_Directions for this task_
Output all of the records exactly as written.

(Data items)
--- --- ---

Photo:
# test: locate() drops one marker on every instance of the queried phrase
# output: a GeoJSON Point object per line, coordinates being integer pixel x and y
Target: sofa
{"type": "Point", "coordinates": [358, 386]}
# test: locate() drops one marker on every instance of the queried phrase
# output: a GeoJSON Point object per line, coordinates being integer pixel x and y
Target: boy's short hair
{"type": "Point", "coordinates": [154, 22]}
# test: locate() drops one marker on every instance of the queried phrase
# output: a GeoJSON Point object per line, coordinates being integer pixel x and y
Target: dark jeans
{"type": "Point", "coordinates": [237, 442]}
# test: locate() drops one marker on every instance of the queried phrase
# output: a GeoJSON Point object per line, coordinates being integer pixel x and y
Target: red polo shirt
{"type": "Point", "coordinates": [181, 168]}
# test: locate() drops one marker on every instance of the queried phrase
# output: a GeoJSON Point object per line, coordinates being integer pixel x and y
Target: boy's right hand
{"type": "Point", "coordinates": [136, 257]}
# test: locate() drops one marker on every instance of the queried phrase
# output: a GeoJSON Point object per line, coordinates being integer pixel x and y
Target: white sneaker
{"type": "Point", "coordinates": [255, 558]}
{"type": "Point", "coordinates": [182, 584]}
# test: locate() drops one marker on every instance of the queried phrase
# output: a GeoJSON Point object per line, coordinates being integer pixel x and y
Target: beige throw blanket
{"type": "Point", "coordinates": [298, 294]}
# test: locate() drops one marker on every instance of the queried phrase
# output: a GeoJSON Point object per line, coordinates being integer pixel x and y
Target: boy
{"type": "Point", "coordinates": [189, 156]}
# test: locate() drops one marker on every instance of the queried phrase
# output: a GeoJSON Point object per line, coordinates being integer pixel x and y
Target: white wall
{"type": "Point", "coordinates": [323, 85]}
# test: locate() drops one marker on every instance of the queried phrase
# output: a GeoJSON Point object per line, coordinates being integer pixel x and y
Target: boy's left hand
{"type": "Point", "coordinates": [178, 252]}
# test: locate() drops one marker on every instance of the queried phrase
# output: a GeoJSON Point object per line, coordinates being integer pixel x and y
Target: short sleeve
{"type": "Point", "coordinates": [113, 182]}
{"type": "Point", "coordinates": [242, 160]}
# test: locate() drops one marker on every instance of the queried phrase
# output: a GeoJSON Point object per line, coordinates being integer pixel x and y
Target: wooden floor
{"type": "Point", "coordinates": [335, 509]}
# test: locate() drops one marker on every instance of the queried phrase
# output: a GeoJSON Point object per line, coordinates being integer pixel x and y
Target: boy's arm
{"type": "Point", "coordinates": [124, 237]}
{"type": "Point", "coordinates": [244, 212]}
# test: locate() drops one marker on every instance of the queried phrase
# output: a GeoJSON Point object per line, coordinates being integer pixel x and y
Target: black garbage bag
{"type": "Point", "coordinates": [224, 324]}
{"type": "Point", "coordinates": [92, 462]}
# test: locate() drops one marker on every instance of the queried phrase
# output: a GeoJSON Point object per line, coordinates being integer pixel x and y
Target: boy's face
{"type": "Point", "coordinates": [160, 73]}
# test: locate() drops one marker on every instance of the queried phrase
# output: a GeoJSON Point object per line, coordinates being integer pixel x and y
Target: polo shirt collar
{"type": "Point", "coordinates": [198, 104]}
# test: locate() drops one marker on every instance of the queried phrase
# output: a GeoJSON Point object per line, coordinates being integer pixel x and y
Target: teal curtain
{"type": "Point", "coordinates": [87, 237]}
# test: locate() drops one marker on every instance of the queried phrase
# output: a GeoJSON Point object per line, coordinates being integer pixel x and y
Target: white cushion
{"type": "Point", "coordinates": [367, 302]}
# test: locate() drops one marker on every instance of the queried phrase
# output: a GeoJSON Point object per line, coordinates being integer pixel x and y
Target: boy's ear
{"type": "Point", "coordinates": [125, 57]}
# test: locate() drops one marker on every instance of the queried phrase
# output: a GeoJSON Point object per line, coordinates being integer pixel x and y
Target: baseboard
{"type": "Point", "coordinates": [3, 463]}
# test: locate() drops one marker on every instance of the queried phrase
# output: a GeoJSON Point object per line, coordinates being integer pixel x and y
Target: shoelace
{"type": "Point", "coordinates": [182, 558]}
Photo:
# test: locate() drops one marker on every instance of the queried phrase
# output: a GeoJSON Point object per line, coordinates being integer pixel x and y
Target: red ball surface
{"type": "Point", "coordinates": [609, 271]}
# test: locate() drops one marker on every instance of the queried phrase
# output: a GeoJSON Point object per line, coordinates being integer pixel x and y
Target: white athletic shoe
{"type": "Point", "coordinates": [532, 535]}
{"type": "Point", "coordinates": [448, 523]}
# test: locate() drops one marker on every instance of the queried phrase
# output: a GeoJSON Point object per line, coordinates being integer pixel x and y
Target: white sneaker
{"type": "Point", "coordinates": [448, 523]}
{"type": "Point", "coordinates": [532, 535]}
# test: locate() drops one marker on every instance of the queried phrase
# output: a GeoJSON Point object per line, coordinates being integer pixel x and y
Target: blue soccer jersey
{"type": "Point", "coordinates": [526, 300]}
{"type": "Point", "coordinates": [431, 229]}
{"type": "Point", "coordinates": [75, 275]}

--- --- ---

_Task response_
Photo:
# test: locate() drops one marker on every instance of the queried phrase
# output: a GeoJSON Point object per line, coordinates being integer pixel x and y
Target: sofa
{"type": "Point", "coordinates": [358, 386]}
# test: locate() drops one marker on every instance of the queried phrase
# output: a GeoJSON Point object per line, coordinates being integer pixel x and y
Target: boy's short hair
{"type": "Point", "coordinates": [154, 22]}
# test: locate() drops one marker on every instance of the queried phrase
# output: a GeoJSON Point object per line, coordinates being integer pixel x and y
Target: dark jeans
{"type": "Point", "coordinates": [237, 442]}
# test: locate() drops one marker on every instance of the queried phrase
# output: a GeoJSON Point object per line, coordinates being integer pixel x and y
Target: red polo shirt
{"type": "Point", "coordinates": [181, 168]}
# test: locate() drops one marker on every instance of the queried phrase
# output: a GeoJSON Point object per line, coordinates being integer pixel x and y
Target: boy's right hand
{"type": "Point", "coordinates": [136, 257]}
# test: locate() drops one marker on every instance of the queried phrase
# output: a GeoJSON Point object per line, coordinates being integer pixel x and y
Target: white sneaker
{"type": "Point", "coordinates": [255, 558]}
{"type": "Point", "coordinates": [182, 584]}
# test: locate() drops one marker on every instance of the queried phrase
# output: a GeoJSON Point object per line, coordinates being integer pixel x and y
Target: beige throw blanket
{"type": "Point", "coordinates": [298, 294]}
# test: locate() drops one marker on every instance of the queried phrase
# output: a GeoJSON Point object per line, coordinates being integer pixel x and y
Target: boy
{"type": "Point", "coordinates": [189, 156]}
# test: locate() drops one marker on every instance of the queried phrase
# output: a GeoJSON Point object per line, coordinates being integer pixel x and y
Target: white wall
{"type": "Point", "coordinates": [323, 85]}
# test: locate() drops one marker on every instance of the queried phrase
# output: a GeoJSON Point object per line, coordinates being integer pixel x and y
Target: boy's left hand
{"type": "Point", "coordinates": [178, 252]}
# test: locate() drops one marker on every instance of the queried phrase
# output: a GeoJSON Point object per line, coordinates being integer pixel x and y
Target: short sleeve
{"type": "Point", "coordinates": [113, 182]}
{"type": "Point", "coordinates": [242, 160]}
# test: locate() drops one marker on every instance of the queried phrase
# output: a GeoJSON Point object per line, coordinates being integer pixel x and y
Target: wooden floor
{"type": "Point", "coordinates": [335, 509]}
# test: locate() drops one marker on every instance of the queried phrase
# output: a GeoJSON Point object per line, coordinates being integer pixel x and y
Target: boy's arm
{"type": "Point", "coordinates": [124, 237]}
{"type": "Point", "coordinates": [244, 212]}
# test: locate() drops one marker on every instance of the queried phrase
# output: a GeoJSON Point object per line, coordinates being integer pixel x and y
Target: black garbage bag
{"type": "Point", "coordinates": [224, 324]}
{"type": "Point", "coordinates": [92, 462]}
# test: locate() drops one marker on every instance of the queried phrase
# output: a GeoJSON Point object per line, coordinates being integer pixel x and y
Target: boy's face
{"type": "Point", "coordinates": [160, 73]}
# test: locate() drops one marker on every instance of the queried phrase
# output: a GeoJSON Point object per line, coordinates being integer pixel x and y
Target: polo shirt collar
{"type": "Point", "coordinates": [198, 104]}
# test: locate() drops one marker on every instance of the queried phrase
# output: a GeoJSON Point object per line, coordinates being integer pixel x and y
Target: teal curtain
{"type": "Point", "coordinates": [87, 237]}
# test: locate() drops one marker on every instance of the queried phrase
# output: a GeoJSON Point object per line, coordinates being integer pixel x and y
Target: white cushion
{"type": "Point", "coordinates": [367, 302]}
# test: locate() drops one marker on every instance of the queried phrase
# output: a GeoJSON Point object per line, coordinates being integer pixel x and y
Target: boy's ear
{"type": "Point", "coordinates": [125, 57]}
# test: locate() drops one marker on every instance of the queried phrase
# output: a GeoJSON Point object per line, coordinates being integer pixel x and y
Target: baseboard
{"type": "Point", "coordinates": [3, 463]}
# test: locate() drops one marker on every instance of the queried phrase
# output: a GeoJSON Point object per line, coordinates being integer pixel x and y
Target: shoelace
{"type": "Point", "coordinates": [182, 558]}
Photo:
# test: locate() drops one marker on every instance of the queried phrase
# output: a GeoJSON Point object per line, coordinates being integer pixel x and y
Target: red ball surface
{"type": "Point", "coordinates": [609, 271]}
# test: locate() drops one marker on every instance of the queried phrase
# output: a GeoJSON Point object per line, coordinates being integer pixel x and y
Target: white athletic shoe
{"type": "Point", "coordinates": [532, 535]}
{"type": "Point", "coordinates": [448, 523]}
# test: locate() drops one marker on every instance of the queried phrase
# output: a GeoJSON Point object per line, coordinates being integer pixel x and y
Target: white sneaker
{"type": "Point", "coordinates": [448, 523]}
{"type": "Point", "coordinates": [532, 535]}
# test: locate() drops one marker on every instance of the queried phrase
# output: a GeoJSON Point object per line, coordinates being integer pixel x and y
Target: blue soccer jersey
{"type": "Point", "coordinates": [526, 300]}
{"type": "Point", "coordinates": [431, 229]}
{"type": "Point", "coordinates": [75, 275]}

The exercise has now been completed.